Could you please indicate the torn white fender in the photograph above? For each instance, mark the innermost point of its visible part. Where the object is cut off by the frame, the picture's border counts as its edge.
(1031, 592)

--

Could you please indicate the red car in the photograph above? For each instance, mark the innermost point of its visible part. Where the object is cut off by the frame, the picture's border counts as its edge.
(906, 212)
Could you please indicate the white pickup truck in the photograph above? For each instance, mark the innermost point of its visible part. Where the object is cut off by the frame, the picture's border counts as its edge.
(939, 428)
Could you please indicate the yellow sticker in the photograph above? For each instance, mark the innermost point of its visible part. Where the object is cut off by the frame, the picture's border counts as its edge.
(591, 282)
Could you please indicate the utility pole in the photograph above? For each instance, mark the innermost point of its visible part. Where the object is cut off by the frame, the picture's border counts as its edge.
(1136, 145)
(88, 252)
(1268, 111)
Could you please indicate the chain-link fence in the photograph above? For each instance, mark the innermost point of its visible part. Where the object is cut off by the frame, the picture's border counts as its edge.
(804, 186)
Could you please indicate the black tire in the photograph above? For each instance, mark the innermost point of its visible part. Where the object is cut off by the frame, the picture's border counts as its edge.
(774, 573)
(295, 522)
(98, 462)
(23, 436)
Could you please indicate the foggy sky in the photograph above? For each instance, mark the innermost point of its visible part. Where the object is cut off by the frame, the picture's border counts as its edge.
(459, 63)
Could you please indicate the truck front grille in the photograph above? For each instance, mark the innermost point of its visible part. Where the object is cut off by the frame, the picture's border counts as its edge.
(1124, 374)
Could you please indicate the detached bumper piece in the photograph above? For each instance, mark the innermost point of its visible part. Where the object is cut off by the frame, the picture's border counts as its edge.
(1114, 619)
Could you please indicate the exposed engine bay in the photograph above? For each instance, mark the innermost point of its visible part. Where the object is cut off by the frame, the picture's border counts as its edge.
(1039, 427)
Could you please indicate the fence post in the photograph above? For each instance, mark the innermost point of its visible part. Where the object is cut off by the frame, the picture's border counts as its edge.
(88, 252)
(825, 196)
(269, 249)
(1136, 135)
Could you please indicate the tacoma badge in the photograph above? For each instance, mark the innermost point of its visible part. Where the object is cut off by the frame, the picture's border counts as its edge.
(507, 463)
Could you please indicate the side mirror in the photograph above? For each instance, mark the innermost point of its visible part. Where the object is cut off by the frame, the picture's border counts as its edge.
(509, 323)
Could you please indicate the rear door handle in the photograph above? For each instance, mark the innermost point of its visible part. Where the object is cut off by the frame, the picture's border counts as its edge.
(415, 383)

==

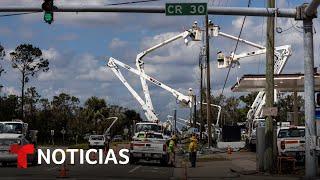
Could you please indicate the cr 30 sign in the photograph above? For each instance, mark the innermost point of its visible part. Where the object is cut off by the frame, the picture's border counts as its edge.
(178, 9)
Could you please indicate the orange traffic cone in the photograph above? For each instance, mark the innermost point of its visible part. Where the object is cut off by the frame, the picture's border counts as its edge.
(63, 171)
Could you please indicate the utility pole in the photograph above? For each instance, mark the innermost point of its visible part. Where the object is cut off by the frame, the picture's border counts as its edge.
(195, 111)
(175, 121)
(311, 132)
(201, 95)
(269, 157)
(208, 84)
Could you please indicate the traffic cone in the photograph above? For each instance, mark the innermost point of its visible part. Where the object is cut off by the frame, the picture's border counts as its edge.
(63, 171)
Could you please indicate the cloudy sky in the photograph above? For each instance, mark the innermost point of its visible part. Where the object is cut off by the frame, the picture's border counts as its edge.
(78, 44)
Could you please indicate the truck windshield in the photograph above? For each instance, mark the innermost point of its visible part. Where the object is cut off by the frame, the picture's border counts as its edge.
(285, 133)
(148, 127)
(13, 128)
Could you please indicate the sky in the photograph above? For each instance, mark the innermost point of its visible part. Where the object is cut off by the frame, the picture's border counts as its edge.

WHAT THIS TASK INVOLVES — Could you write out everything from the row containing "Could you please indicate the torn" down to the row containing "(1031, 592)" again, with "fender" swapped for "bumper" and nothing else changed?

ANSWER TO THE TASK —
Could you please indicate the torn white bumper in the photograph above? For each instance, mark the innermost point of its visible part. Where the object is cut off by the frame, the picture's border counts as its edge.
(1031, 592)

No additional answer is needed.